> _Stated goal_
Extract every line of the data below that contains the string "phrase", treating uppercase and lowercase letters as distinct.

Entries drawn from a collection
──────
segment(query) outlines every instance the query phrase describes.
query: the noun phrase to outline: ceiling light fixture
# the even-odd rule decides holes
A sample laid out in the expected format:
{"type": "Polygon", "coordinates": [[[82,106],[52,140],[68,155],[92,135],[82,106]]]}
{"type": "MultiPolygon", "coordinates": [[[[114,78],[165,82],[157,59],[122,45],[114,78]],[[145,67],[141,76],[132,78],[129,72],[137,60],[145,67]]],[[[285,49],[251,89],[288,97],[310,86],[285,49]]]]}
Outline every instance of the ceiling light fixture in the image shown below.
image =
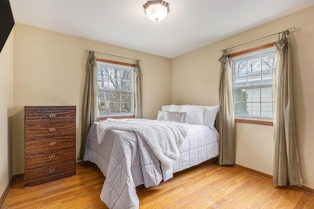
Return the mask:
{"type": "Polygon", "coordinates": [[[169,12],[169,3],[162,0],[148,0],[143,6],[148,18],[155,22],[163,20],[169,12]]]}

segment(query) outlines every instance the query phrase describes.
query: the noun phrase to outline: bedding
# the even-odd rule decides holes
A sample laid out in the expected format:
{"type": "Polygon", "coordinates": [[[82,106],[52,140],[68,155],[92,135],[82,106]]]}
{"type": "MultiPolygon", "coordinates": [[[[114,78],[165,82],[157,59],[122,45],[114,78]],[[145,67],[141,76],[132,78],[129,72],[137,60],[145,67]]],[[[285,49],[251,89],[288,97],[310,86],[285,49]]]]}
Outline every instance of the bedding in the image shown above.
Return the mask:
{"type": "Polygon", "coordinates": [[[188,125],[187,138],[179,158],[172,166],[165,167],[139,133],[110,129],[100,139],[98,124],[94,123],[90,129],[84,160],[95,163],[106,177],[100,196],[109,208],[138,208],[136,186],[157,186],[173,178],[173,173],[218,155],[219,133],[214,127],[205,125],[188,125]]]}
──────
> _In response_
segment(query) outlines every instance the query phrase describes.
query: the noun phrase to outline: ceiling light fixture
segment(query) outlines every instance the query phrase describes.
query: the noun phrase to outline: bedding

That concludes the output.